---- Recorded data

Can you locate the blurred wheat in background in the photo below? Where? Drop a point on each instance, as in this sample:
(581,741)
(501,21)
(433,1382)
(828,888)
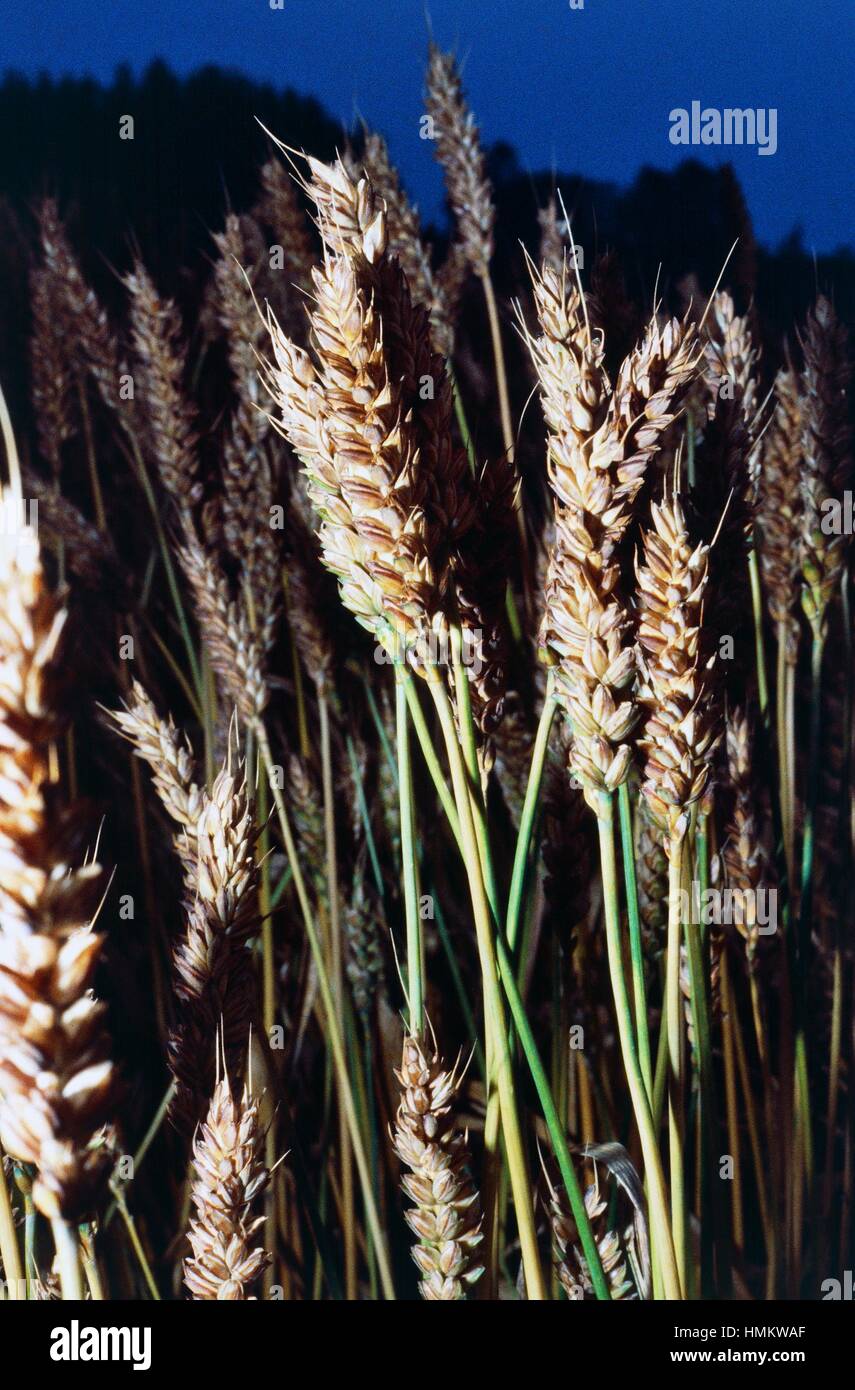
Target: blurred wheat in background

--------

- Set exercise:
Please rewrite the entries above with "Drop a point" replaced by "Place a marker" and everything else unchanged. Leave the picture out of your answer.

- Expected answer:
Can you locate the blurred wheat in background in the photo below? Where? Place a marker on each instance, as in this sample:
(581,741)
(501,21)
(433,1382)
(828,888)
Target: blurred wheat in background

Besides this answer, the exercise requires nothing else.